§ Work to be completed: Reproduce the portion of the passage on food allergies and multiple sclerosis that opens with the words containing "A study has" and closes with "the immune system.".

A study has found that patients with multiple sclerosis who have food allergies had more relapses and a higher likelihood of gadolinium-enhancing lesions than patients with no known allergy.


While the cause of multiple sclerosis (MS) remains unknown, published studies have shown that both genetic and environmental factors appear to contribute to disease risk and influence the course of MS. Established MS-associated risk factors include female sex, smoking, low vitamin D levels, infection with the Epstein–Barr virus, and obesity during adolescence. Furthermore, clinical research has identified several lifestyle and environmental factors that appear to trigger and exacerbate MS, some of which can affect the immune system.


A Comprehensive Analysis

Several epidemiological studies have investigated the connection between allergy and the risk and disease course of MS, but these investigations have yielded mixed results. For a study published in the Journal of Neurology, Neurosurgery & Psychiatry, Tanuja Chitnis, MD, and colleagues sought to clarify the possible association. They assessed more than 1,300 adults with clinical MS and MRI-confirmed disease activity who had a self-reported history of allergic conditions. Participants were a subset of patients who were enrolled in the Comprehensive Longitudinal Investigation of Multiple Sclerosis at Brigham and Women’s Hospital (CLIMB).

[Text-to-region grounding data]
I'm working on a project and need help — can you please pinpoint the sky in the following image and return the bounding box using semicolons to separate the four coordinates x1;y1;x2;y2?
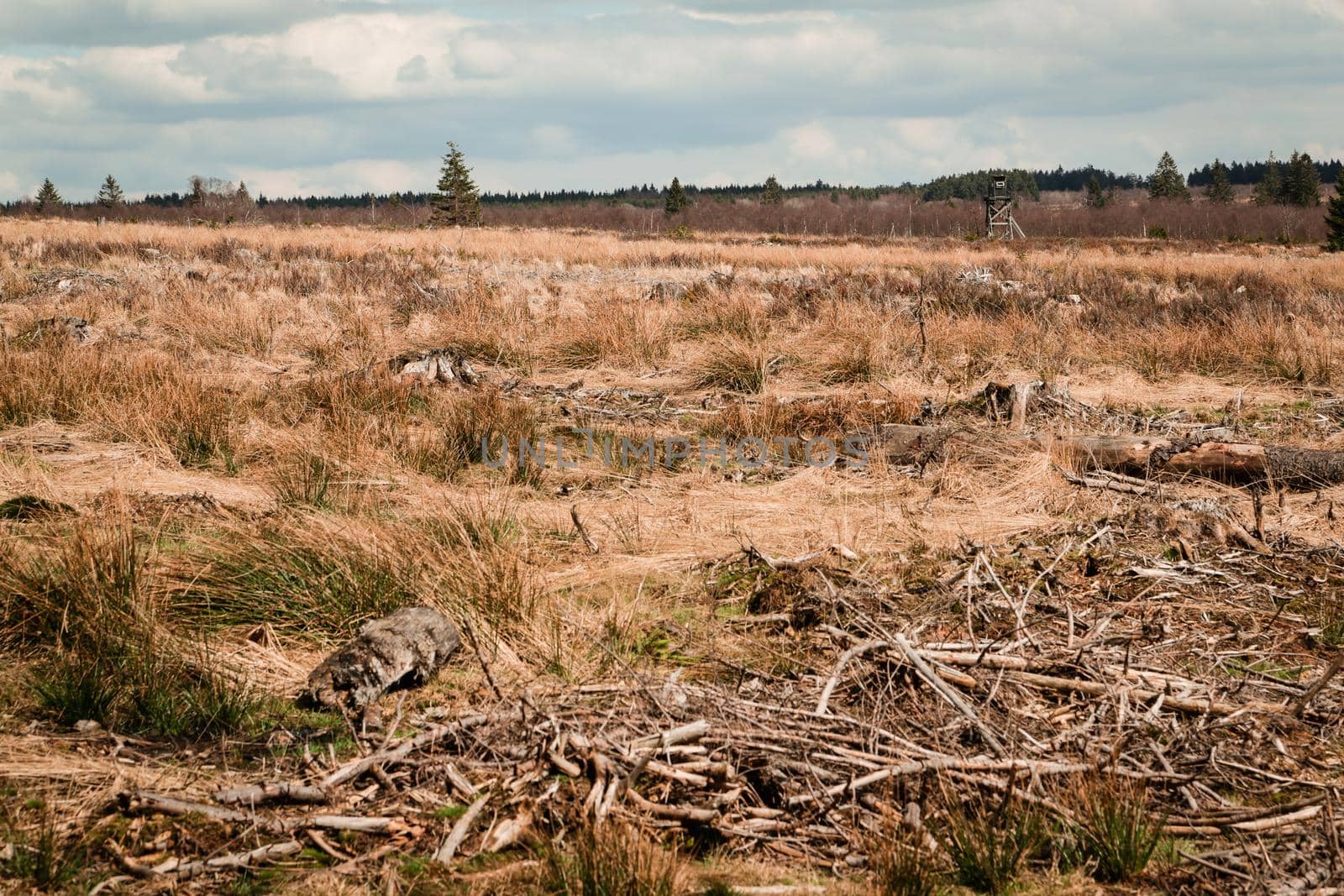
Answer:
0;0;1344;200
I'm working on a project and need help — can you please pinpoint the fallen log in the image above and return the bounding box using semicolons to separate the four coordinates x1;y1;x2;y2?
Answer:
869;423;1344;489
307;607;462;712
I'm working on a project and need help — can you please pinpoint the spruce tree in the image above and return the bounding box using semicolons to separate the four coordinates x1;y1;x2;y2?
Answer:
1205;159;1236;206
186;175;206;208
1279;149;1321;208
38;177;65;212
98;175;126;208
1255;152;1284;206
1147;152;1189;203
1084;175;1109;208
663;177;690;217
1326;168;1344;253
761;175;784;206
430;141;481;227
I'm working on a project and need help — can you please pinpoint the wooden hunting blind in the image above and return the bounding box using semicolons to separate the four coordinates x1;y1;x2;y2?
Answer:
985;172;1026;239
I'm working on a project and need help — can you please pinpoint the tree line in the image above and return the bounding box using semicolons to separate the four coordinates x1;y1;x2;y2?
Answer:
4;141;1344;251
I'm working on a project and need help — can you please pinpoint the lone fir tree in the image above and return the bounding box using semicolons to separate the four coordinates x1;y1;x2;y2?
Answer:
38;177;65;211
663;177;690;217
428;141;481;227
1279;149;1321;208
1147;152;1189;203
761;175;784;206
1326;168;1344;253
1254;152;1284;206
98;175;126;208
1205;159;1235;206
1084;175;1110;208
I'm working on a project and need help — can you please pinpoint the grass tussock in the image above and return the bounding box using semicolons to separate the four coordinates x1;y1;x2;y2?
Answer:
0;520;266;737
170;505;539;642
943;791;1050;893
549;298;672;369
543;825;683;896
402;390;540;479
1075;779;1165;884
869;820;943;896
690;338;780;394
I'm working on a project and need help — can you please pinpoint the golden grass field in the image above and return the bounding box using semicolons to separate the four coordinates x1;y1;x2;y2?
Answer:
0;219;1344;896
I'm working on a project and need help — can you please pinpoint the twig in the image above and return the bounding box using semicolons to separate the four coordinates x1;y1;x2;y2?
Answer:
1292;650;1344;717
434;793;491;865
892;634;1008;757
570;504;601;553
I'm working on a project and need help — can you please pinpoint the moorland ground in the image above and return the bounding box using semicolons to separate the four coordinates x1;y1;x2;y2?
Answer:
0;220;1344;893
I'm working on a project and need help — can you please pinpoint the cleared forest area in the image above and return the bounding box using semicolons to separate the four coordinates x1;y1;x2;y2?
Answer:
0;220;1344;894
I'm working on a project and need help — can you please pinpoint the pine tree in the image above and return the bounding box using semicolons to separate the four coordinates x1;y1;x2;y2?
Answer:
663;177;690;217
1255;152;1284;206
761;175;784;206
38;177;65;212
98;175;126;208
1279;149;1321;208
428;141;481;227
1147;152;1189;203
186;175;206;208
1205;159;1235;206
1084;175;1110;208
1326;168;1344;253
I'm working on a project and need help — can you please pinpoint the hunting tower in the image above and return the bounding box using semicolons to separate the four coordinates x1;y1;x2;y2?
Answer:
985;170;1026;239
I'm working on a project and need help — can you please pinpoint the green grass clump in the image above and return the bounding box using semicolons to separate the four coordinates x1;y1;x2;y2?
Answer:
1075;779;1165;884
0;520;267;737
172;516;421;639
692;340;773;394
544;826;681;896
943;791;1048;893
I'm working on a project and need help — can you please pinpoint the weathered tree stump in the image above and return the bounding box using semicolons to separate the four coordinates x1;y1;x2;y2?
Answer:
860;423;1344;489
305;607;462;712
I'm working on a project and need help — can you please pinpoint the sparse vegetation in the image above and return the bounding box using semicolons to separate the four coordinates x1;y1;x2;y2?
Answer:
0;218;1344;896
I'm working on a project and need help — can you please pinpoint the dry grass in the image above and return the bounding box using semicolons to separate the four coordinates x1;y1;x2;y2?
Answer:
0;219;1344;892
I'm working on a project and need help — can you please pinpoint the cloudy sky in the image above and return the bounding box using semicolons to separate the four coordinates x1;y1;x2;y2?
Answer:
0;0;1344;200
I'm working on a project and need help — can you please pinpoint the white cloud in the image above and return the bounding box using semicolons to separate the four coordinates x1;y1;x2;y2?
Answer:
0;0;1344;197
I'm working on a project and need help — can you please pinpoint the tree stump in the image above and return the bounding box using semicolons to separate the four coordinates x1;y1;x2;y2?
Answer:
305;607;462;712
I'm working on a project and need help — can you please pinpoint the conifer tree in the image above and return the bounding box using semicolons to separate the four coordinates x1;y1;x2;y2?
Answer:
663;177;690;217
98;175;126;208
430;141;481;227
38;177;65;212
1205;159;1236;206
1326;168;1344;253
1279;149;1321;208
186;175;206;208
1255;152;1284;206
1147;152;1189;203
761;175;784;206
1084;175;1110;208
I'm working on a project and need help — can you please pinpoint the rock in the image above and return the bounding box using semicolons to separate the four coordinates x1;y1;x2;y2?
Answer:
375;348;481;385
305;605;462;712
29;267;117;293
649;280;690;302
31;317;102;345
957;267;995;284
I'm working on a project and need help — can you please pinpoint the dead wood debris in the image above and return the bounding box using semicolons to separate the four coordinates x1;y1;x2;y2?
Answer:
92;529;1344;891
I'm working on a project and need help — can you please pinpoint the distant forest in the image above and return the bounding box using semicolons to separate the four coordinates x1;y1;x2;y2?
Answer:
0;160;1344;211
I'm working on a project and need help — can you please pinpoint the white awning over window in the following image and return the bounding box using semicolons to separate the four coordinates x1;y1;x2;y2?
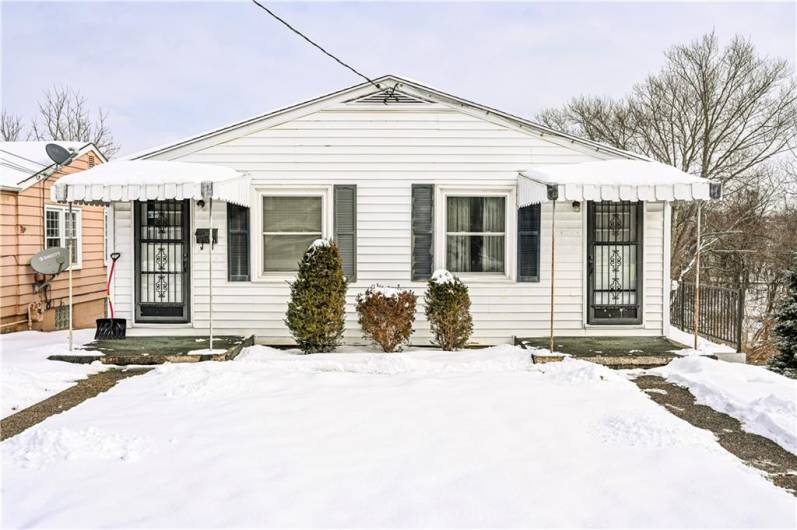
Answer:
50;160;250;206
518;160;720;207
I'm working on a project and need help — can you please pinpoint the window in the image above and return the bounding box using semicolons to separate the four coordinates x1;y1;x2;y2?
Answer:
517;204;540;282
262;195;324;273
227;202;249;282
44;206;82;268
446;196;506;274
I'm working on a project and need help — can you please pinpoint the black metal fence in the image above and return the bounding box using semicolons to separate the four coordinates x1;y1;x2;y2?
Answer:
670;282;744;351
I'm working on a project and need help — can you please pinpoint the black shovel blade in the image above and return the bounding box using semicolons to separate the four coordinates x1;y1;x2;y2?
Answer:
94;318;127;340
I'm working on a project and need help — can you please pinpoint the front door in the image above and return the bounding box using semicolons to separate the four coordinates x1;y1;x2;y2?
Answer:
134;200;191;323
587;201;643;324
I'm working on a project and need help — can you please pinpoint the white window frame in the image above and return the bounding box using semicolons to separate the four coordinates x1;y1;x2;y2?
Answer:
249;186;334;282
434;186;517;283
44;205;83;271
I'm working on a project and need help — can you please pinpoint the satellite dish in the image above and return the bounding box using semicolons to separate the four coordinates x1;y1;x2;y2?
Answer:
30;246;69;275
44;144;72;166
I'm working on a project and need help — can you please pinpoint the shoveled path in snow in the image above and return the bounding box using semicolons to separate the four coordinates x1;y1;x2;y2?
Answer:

§ Solution to the problem:
A study has found that patients with multiple sclerosis who have food allergies had more relapses and a higher likelihood of gadolinium-enhancing lesions than patients with no known allergy.


While the cause of multiple sclerosis (MS) remains unknown, published studies have shown that both genetic and environmental factors appear to contribute to disease risk and influence the course of MS. Established MS-associated risk factors include female sex, smoking, low vitamin D levels, infection with the Epstein–Barr virus, and obesity during adolescence. Furthermore, clinical research has identified several lifestyle and environmental factors that appear to trigger and exacerbate MS, some of which can affect the immune system.